What needs to be done
Decide whether each statement below agrees with the following text on sex-based differences in health care, answering yes or no and quoting the exact words of the text that decide it. 1. The term "bikini medicine" was coined by Dr. Nanette Wenger. 2. The text advises men to begin colonoscopies at 50. 3. The text says most reference ranges on blood work are based on a general population average.

Excerpted text
********
Meanwhile, women have testosterone too—just less of it. When their levels are off, it can lead to PCOS (Polycystic Ovary Syndrome), which is one of the most underdiagnosed conditions out there. It’s often dismissed as "just irregular periods" until the person starts struggling with infertility or insulin resistance.
Precision medicine is the only way forward
We have to move past "bikini medicine."
That’s a term coined by Dr. Nanette Wenger to describe the practice of only looking at "his and hers" differences when it comes to the parts of the body covered by a swimsuit. Your brain has sex-based differences. Your lungs do. Your skin does.
We’re seeing some progress. Modern drug development is starting to require sex-disaggregated data. This means they have to show how the drug works on men and women separately, not just as a blended average. If a drug works great for 90% of men but only 10% of women, a "blended average" might make it look okay, even though it's useless for half the population.
Actionable steps for your next checkup
You can't wait for the entire medical establishment to catch up. You have to be your own advocate.
If you are a woman:
- Ask about dosages: Specifically ask your doctor if a medication has been studied for sex-based dosage differences. Mention the "Ambien rule" if they look confused.
- Don't let them "anxiety-wash" your symptoms: If you have chest pain or neurological issues and they tell you it’s "just stress," ask for a second opinion or specific diagnostic tests (like a high-sensitivity troponin test for heart issues).
- Track your cycle, even for non-reproductive issues: Migraines, asthma flares, and even ADHD symptoms can fluctuate wildly based on where you are in your hormonal cycle.
If you are a man:
- Get the "boring" bloodwork: Don't just check your cholesterol. Ask for a full metabolic panel, including testosterone and fasting insulin.
- Be honest about the "weird" symptoms: If you’re feeling unusually angry or sleeping 10 hours and still feeling tired, tell your doctor. It’s likely not "just getting older."
- Screening isn't optional: Start colonoscopies at 45 (or earlier if there's family history) and don't skip the prostate exams.
The future of his and hers health isn't about separation; it's about specialization. It's about recognizing that our bodies speak different languages. When we finally start listening to those specific dialects, we stop guessing and start actually healing.
Get a copy of your most recent blood work. Look at the reference ranges. Most of them are still based on a general population average. Start asking your provider how your specific markers compare to people of your own sex and age bracket, rather than just the "normal" range on the paper. This is the first step in moving from generic care to precision health.
********
Information supplied

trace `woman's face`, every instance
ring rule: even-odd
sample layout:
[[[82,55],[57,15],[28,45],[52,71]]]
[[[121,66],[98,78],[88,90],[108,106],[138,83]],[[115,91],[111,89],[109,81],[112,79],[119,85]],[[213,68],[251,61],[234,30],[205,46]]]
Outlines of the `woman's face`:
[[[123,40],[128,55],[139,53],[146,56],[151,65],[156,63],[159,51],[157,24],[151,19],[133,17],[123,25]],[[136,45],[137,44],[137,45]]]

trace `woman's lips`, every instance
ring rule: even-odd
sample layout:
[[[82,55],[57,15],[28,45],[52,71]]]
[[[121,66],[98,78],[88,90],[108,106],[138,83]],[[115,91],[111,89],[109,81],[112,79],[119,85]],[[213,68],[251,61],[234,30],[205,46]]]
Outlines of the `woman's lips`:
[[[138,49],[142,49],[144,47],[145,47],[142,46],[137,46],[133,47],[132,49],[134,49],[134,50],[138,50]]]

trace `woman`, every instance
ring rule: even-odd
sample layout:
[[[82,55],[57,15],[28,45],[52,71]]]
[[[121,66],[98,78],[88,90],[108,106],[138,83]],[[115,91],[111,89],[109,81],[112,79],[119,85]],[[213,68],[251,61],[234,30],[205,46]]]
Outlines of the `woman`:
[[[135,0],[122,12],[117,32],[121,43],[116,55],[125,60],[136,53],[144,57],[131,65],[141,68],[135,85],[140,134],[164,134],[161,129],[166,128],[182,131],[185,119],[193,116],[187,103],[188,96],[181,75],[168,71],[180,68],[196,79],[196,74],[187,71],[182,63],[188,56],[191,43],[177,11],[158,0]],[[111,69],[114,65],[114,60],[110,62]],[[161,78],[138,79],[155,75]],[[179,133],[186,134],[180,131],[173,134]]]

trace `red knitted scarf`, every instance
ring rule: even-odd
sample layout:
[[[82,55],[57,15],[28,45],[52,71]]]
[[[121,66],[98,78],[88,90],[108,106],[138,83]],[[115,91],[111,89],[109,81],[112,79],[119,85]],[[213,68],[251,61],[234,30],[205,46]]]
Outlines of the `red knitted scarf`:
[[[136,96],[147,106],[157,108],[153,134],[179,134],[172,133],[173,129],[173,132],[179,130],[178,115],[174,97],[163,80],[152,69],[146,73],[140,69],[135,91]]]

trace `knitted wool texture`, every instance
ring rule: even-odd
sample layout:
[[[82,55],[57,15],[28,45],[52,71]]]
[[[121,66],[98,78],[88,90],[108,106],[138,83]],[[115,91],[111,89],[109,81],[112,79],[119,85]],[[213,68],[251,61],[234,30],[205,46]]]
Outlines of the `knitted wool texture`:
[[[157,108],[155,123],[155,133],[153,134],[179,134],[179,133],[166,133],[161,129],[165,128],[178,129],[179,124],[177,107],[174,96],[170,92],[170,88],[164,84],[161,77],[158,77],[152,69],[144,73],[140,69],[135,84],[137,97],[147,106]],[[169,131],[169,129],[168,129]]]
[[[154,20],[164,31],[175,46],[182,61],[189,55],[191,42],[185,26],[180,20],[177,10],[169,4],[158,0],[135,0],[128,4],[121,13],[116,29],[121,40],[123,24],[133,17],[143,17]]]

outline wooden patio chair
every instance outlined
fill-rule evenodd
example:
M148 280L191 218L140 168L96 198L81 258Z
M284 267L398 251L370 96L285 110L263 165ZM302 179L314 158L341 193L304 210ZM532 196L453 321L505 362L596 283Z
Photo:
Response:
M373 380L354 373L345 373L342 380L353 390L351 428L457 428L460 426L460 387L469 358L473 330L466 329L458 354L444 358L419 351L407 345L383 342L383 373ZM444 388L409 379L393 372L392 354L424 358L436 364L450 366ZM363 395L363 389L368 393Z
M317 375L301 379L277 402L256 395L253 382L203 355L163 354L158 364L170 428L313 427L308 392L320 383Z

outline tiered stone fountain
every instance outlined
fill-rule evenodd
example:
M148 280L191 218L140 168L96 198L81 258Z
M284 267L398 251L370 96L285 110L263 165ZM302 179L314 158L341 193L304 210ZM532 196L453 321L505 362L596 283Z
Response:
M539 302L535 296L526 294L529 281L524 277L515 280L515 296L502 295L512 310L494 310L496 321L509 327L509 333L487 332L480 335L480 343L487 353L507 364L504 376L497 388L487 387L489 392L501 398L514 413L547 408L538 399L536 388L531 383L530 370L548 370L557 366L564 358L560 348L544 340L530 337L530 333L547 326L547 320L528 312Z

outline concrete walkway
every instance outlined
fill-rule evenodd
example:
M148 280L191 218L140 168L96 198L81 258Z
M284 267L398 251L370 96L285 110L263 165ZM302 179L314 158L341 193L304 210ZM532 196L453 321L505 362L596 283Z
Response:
********
Reply to the exercise
1. Yes: "That’s a term coined by Dr. Nanette Wenger"
2. No: "Start colonoscopies at 45 (or earlier if there's family history)"
3. Yes: "Most of them are still based on a general population average."